By the early 1960s, black writers like James Baldwin, Frantz Fanon, Lerone Bennet, and Louis Lomax (author of The Negro Revolt) challenged Malcolm’s Nation of Islam (NOI) ideology. However, the Paynes state, “As a Muslim minister, Malcolm held out no such hope that whites were capable of heeding such warnings [of black revolts]” and further that “Negroes should unite with Africans on the African continent, as well as with other non-whites, because a global war—an Armageddon—between whites and others was inevitable, which the black man would win” (424).
He understood Brazilian Paulo Freire’s great truth that the most important weapon in the hands of the exploiter/oppressor was control of the minds of the oppressed. Mao organized the most “backward” of Chinese peasant coolies, and Ho Chi Minh led peasant revolutionaries to fight for their liberation. Malcolm lived the assertion of black humanity, and that urban blacks must lead any meaningful revolutionary struggle. In that regard, Black Lives Matter is at least partly Malcolm’s legacy.
However, while he spoke eloquently of the particulars of racism, he was, for the most part of his activist life, wrong about its source and its solution. Recently, in MLT, Charisse Burden-Stelly’s “Caste Does Not Explain Race” clarifies theoretical errors of Isabel Wilkerson’s Caste: The Origins of Our Discontents. Any analysis of modern racism that does not clarify its roots in capitalism and class is theoretically a dead end.
The Paynes make clear that Malcolm’s derisive “white devils” tended to smear all American whites with the same guilt. Thus, the hopelessness implied in caste theories of discrimination, as Burden-Stelly clarifies, was functionally Malcolm’s view as well. While Martin Luther King sought an end to segregation, Malcolm rejected integration and insisted upon separation. For Malcolm, any integration with whites was viewed as hopelessly naïve, or even treacherous.
The ideological comparisons between Malcom and M. L. King have recently been in explored in Peniel E. Joseph’s The Sword and the Shield: The Revolutionary Lives of Malcolm X and Martin Luther King Jr. (2020). Joseph argues that in the popular imagination, Malcolm embodied the “sword” and performed as “black America’s prosecuting attorney.” King is viewed as the “shield” who prevented a racial blood bath. However, Joseph claims this two-dimensional understanding is incomplete. He seeks to conflate the two as more ideologically similar than oppositional.
However, the Paynes emphasize the activists’ differences.
Both Malcolm and Martin Luther King were martyred by racist killers with U.S. government complicity, but their differences were fundamental. King, the Christian pacifist, multi-racialist, mass movement leader, contrasted sharply with Malcolm the Muslim, militant, black nationalist. King sought to unite blacks and whites to pressure the largely white political establishment to abolish Jim Crow laws and cease all racial discrimination. In contrast, Malcolm promoted the Black Muslim doctrine which focused almost solely on blacks themselves. His pessimism for a legislative solution to entrenched racial structures, his distrust of all whites, and his contempt for Christianity precluded any thought of unity with even progressive whites.

### Material for this task
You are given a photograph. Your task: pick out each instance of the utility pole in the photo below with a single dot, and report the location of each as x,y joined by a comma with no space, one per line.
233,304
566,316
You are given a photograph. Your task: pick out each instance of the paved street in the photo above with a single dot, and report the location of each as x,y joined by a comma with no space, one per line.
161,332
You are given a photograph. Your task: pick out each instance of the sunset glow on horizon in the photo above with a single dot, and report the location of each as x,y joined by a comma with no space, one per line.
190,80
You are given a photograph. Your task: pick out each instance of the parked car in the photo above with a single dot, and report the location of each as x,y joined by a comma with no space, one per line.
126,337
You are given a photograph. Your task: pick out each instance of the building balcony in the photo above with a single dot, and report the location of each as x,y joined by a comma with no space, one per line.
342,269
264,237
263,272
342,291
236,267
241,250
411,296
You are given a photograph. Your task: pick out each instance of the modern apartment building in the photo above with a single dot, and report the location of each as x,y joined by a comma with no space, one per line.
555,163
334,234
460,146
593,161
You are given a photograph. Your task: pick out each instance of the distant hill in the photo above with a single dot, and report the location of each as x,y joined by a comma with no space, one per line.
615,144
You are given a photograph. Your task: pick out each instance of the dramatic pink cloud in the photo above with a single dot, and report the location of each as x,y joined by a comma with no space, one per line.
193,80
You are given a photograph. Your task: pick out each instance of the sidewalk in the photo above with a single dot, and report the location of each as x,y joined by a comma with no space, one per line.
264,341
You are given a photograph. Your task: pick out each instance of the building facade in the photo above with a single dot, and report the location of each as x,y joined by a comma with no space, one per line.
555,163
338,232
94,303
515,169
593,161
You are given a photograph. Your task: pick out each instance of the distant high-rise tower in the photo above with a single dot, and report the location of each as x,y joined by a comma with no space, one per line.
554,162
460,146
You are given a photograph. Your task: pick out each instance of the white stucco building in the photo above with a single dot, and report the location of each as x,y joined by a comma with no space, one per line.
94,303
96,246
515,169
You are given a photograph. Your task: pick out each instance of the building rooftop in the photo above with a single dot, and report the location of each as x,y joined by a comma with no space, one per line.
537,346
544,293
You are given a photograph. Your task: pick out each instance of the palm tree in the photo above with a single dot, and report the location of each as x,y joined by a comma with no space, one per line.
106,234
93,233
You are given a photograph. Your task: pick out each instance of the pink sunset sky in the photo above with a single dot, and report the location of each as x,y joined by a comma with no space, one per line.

### Exercise tasks
1. Translate this sentence from the essay on Malcolm X into Spanish: "For Malcolm, any integration with whites was viewed as hopelessly naïve, or even treacherous."
2. Output as a numbered list the part of the records that opens with the line containing "of the palm" and closes with the last line of the records, with blank lines left out.

### Solutions per task
1. Para Malcolm, cualquier integración con los blancos se consideraba irremediablemente ingenua, o incluso traicionera.

2.
1. You are given a photograph. Your task: pick out each instance of the palm tree in the photo above with a single dot, and report the location of each as x,y joined by a comma with no space, one per line.
2. 106,234
3. 93,233
4. You are given a photograph. Your task: pick out each instance of the pink sunset sky in the photo above with a single dot, and report the location of each as x,y joined by a comma with no space, one per line.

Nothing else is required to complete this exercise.